- Given instruction: Reproduce the lines below verbatim, covering only the stretch from the line containing "boy in yellow" through the line containing "x=706, y=509", both ends included.

- Task data:
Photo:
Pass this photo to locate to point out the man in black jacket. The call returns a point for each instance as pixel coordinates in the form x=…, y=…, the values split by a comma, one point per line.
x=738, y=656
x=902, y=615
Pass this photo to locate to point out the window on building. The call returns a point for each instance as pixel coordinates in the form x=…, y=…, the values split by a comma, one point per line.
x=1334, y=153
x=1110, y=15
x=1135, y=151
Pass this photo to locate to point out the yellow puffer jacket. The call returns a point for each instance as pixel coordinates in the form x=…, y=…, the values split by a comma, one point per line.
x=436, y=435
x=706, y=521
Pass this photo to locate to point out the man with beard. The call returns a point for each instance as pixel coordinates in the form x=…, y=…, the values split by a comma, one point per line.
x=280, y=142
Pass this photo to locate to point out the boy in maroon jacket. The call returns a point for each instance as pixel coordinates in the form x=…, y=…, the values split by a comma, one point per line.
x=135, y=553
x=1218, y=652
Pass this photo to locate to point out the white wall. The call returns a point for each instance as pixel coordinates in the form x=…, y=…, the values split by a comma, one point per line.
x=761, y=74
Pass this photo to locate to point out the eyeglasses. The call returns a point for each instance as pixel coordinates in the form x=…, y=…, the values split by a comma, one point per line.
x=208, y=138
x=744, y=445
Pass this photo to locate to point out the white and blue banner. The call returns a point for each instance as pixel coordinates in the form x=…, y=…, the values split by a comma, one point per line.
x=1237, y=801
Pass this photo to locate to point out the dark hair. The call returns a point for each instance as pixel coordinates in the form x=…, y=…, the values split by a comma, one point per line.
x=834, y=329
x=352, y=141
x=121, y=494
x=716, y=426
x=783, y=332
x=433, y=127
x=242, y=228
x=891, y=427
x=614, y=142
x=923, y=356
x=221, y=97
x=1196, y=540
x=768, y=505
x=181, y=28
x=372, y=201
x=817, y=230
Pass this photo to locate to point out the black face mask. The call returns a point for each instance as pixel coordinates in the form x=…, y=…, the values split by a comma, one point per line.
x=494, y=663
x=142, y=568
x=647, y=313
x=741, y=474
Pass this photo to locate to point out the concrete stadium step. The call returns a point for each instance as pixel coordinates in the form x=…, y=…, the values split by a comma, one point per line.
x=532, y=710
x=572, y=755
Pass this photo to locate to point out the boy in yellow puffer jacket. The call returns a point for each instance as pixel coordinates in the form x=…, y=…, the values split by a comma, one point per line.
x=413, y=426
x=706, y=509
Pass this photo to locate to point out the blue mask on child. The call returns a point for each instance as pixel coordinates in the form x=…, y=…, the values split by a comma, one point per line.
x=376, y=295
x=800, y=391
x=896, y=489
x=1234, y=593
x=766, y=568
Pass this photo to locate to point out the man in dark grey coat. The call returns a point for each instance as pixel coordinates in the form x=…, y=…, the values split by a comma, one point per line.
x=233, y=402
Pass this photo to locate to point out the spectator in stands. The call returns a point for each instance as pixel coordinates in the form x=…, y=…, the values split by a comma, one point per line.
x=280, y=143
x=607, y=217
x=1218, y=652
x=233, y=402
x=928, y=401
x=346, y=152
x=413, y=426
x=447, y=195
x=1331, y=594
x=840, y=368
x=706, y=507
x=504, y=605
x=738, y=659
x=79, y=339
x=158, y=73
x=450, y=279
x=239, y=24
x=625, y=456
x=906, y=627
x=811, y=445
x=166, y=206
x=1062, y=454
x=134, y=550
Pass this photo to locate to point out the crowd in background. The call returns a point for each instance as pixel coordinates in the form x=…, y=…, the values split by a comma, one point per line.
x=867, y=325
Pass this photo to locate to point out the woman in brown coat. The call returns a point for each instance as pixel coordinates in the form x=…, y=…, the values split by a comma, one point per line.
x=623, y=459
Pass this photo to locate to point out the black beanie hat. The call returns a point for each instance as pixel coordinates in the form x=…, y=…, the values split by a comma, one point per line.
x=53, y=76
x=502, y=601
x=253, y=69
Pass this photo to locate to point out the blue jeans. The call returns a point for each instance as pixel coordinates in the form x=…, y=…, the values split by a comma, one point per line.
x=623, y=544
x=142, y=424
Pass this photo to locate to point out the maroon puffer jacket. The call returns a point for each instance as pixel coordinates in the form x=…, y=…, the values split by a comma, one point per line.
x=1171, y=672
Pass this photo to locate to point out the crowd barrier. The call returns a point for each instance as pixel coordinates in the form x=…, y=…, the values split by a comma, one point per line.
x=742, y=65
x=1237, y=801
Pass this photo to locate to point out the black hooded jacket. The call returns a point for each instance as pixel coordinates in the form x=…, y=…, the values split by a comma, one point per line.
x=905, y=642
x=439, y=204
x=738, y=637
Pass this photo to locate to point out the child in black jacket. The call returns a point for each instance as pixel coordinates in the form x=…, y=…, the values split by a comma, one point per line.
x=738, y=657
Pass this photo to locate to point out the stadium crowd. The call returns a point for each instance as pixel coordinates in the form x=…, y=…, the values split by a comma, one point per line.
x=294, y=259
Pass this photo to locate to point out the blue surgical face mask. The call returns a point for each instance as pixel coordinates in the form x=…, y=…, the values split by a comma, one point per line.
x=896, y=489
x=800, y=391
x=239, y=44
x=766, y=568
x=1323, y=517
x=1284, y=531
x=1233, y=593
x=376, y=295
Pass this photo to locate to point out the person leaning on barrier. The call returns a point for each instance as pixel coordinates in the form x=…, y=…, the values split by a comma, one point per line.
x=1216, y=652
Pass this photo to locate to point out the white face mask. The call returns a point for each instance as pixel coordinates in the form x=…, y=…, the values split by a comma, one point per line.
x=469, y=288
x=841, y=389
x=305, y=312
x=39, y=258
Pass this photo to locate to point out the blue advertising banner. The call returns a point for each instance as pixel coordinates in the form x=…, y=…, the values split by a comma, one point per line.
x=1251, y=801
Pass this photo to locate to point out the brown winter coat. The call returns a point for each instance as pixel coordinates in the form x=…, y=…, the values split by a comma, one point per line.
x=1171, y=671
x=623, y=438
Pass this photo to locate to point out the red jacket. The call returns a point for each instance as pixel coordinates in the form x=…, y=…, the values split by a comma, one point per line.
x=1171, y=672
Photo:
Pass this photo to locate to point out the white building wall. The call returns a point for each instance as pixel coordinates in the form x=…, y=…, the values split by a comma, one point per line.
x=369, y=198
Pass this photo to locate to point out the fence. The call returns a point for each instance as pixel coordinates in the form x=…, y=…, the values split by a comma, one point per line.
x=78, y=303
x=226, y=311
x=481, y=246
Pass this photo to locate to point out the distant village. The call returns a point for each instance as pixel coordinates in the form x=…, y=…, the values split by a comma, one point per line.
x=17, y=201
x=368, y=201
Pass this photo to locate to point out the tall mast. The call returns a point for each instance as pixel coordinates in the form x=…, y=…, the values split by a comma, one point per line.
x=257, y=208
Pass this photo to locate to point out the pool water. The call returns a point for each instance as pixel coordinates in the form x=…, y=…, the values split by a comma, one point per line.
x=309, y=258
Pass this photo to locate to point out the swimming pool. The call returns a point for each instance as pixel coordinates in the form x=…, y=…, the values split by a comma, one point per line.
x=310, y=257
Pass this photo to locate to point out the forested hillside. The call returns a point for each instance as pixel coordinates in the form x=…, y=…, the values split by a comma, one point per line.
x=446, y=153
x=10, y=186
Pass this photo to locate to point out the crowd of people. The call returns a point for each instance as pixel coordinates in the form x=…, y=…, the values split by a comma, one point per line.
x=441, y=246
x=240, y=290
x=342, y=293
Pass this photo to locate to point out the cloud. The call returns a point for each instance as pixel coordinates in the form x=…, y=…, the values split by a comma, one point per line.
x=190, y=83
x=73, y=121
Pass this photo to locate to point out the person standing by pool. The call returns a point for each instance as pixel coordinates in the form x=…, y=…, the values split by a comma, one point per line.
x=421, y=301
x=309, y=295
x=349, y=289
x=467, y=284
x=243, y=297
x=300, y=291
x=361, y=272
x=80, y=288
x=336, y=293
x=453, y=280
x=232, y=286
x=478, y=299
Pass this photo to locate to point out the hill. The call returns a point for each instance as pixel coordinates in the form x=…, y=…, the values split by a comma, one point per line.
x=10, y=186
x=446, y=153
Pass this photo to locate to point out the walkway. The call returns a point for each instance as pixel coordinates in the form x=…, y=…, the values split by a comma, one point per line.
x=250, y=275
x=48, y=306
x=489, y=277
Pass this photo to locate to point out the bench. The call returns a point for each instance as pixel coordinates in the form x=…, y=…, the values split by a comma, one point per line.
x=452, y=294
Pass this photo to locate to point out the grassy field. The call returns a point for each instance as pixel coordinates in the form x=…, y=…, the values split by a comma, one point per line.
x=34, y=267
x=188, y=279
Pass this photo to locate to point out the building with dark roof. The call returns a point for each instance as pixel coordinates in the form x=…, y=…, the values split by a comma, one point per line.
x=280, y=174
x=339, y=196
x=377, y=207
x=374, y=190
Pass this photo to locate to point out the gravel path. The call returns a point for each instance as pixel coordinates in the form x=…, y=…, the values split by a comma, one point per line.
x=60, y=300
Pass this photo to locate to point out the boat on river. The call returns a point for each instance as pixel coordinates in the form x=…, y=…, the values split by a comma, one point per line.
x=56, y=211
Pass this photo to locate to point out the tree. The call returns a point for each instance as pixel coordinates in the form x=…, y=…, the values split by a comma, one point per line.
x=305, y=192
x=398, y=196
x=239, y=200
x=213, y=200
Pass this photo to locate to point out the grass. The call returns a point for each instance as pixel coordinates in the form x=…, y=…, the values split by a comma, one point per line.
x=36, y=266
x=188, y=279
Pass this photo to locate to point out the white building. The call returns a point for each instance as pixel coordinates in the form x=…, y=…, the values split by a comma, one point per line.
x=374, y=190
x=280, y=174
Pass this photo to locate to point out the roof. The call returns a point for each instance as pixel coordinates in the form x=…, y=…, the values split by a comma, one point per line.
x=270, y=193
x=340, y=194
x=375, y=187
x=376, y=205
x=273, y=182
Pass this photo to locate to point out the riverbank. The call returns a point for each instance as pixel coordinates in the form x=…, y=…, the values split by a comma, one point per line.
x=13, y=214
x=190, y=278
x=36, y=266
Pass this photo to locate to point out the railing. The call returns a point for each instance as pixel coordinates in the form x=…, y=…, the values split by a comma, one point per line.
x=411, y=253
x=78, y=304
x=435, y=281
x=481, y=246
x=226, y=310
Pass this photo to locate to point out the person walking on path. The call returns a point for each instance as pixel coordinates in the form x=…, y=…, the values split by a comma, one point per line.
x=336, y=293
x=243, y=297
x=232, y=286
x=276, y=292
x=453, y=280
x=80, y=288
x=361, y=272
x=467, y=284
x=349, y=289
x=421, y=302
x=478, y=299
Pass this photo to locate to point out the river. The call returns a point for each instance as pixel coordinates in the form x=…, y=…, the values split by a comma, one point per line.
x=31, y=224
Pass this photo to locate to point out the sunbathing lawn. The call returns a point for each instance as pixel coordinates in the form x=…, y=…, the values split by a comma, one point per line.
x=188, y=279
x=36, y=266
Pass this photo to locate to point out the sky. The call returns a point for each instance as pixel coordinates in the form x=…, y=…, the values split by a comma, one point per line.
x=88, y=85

- Result for this task:
Pass this photo to locate to point out the boy in yellow puffer jacket. The call returns a point for each instance as pixel coordinates in the form x=…, y=…, the values split by a comma, one point per line.
x=413, y=426
x=706, y=509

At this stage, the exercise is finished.